Open RobinGoussey opened 3 years ago
I really like this idea. I will definitely take this on in the future; though I'm not sure exactly when I'd have time to take it on. I could see it happening within the next couple of months.
I'm very much interested into this too. I'm ready to help with this.
Best, Jerome
I love this idea and this would be an awesome feature to have. I think it fits in great with the other features of kafka-gitops. I've got some availability coming up and would be able to help out as well.
@jrevillard I'd be happy to have your help as well! With a feature this big, I'd like to do a bit of planning & outlining before we get started on the code. I'd like to make a few examples of how to structure the YAML and discuss.
Hello,
I just seen that you have a first implementation @Twb3 ! https://github.com/Twb3/kafka-gitops/commit/50fa5ccb54ec77ee618d4152436a66804783fa9c
What's the status ? Do you need help ?
Best, Jerome
Looking forward to having this feature @Twb3!
Hey guys sorry I did not see this earlier. I did a quick POC for myself to see what's possible. I think I've got it mostly nailed down. I hope to propose a file structure soon. Just need to write it up
https://github.com/Twb3/kafka-gitops/commit/50fa5ccb54ec77ee618d4152436a66804783fa9c
schemas:
order-value:
type: Avro
file: order-schema.avsc
order-2-value:
type: Avro
file: order-schema.avsc
shipment-value:
type: Avro
file: shipment-schema.avsc
references:
- name: order-value
subject: order-value
version: 1
Each schema entry above is the name of the subject to be registered in the Schema Registry. I did this to keep it similar to how topic and service entries are the name of the resource to be created.
Type is self-explanatory although this POC is restricted to only Avro, because I don't know how to parse PROTOBUF yet. (I couldn't find good examples in the confluent schema registry client either)
File is a reference to the schema file located at SCHEMA_DIRECTORY
.

PROBLEMS TO SOLVE:
1/ In the thread, shorten the paragraph beginning "Each schema entry above" while keeping its main facts.
2/ Work out how many lines of the rows contain the string "wheel", counting case. Reply with the number only.

INPUT ROWS:
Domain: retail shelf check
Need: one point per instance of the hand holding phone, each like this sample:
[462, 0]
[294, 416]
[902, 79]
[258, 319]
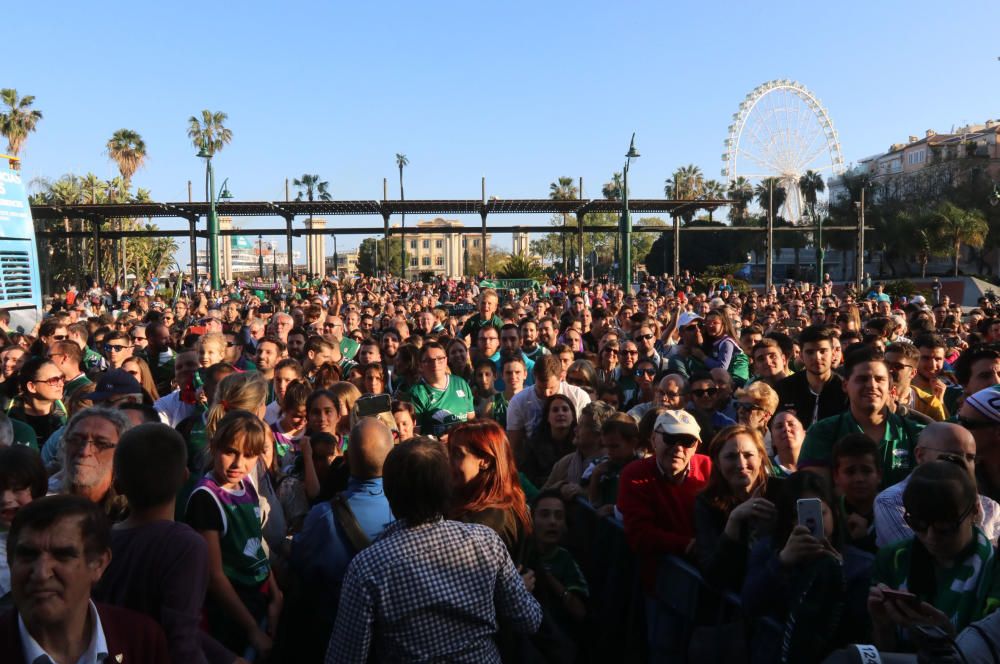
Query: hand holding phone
[810, 511]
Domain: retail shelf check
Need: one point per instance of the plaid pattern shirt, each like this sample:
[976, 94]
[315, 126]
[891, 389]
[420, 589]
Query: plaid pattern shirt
[433, 592]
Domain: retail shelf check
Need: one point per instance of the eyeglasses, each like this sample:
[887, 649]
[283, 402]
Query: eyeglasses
[944, 528]
[79, 442]
[948, 455]
[676, 439]
[972, 425]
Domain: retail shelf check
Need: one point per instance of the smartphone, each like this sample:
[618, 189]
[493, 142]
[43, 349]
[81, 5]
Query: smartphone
[901, 596]
[373, 405]
[811, 516]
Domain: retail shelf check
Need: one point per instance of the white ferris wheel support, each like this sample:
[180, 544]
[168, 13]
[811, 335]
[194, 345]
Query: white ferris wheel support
[782, 130]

ANSWERS TO THE EXERCISE:
1/ Each schema entry is named after the subject to be registered in the Schema Registry, in the same way that topic and service entries are named after the resource to be created.

2/ 2